[Saved data entries]
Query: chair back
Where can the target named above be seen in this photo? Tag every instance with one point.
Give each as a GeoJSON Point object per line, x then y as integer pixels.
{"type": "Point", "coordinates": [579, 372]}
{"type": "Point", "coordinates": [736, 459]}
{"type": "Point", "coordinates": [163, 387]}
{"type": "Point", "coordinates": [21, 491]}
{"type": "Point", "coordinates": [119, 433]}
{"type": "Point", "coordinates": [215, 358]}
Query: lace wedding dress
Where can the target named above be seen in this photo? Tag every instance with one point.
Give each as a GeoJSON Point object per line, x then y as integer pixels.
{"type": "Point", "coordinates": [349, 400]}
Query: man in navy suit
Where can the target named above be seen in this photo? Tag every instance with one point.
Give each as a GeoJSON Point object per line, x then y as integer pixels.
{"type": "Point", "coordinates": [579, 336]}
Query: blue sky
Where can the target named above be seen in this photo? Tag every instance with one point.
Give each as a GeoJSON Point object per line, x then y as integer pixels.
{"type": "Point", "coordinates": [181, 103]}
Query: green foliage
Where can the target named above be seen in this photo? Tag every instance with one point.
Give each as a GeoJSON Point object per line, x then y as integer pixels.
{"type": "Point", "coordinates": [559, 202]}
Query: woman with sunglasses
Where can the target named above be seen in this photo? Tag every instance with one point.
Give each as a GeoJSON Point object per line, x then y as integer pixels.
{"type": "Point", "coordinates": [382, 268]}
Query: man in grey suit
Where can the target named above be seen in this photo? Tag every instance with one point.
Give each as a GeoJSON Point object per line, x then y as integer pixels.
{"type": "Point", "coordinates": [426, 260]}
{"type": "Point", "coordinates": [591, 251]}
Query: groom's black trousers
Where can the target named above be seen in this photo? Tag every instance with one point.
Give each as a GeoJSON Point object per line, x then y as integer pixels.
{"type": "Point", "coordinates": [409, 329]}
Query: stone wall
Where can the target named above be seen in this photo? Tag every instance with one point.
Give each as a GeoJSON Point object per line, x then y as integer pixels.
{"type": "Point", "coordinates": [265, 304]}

» Activity: Copy the lines above, please. Keep them exact.

» Answer to this exercise:
Query: chair back
Where can the target named above be seen in this photo? Tag every instance with one point.
Give each as a GeoJSON Point object per line, x then y as integer pixels.
{"type": "Point", "coordinates": [579, 372]}
{"type": "Point", "coordinates": [736, 459]}
{"type": "Point", "coordinates": [163, 387]}
{"type": "Point", "coordinates": [21, 491]}
{"type": "Point", "coordinates": [119, 433]}
{"type": "Point", "coordinates": [215, 358]}
Query: lace wedding dress
Where can the target named above be seen in this photo? Tag every instance with one point.
Give each as a GeoJSON Point object per line, x then y as integer pixels.
{"type": "Point", "coordinates": [349, 400]}
Query: man in navy suit
Where can the target named above be seen in this photo? Tag every instance with one point.
Give each as a GeoJSON Point object per line, x then y as integer pixels.
{"type": "Point", "coordinates": [579, 336]}
Query: blue sky
Where can the target named above be seen in this photo? Tag every instance with one point.
Give each as a GeoJSON Point object per line, x then y as integer pixels.
{"type": "Point", "coordinates": [181, 103]}
Query: green foliage
Where can the target named above be seen in this photo? Tag every instance with one point.
Give each as a GeoJSON Point object per line, x then y as integer pixels.
{"type": "Point", "coordinates": [559, 202]}
Query: woman with sunglasses
Where can the target named above be seen in this photo? Tag every instance with one point.
Give each as a GeoJSON Point object per line, x then y as integer pixels.
{"type": "Point", "coordinates": [382, 268]}
Query: man in grey suit
Where can the target named above be seen in this photo? Tag every instance with one point.
Give each as a GeoJSON Point object per line, x then y as integer pixels.
{"type": "Point", "coordinates": [426, 260]}
{"type": "Point", "coordinates": [591, 251]}
Query: groom's black trousers
Where can the target named above be seen in this photo? Tag every instance with one point.
Give each as a GeoJSON Point object per line, x then y as integer pixels.
{"type": "Point", "coordinates": [409, 329]}
Query: stone wall
Where can the target named above be seen in this photo? Tag every instance with one point.
Give each as a GeoJSON Point object per line, x then y as integer pixels.
{"type": "Point", "coordinates": [265, 304]}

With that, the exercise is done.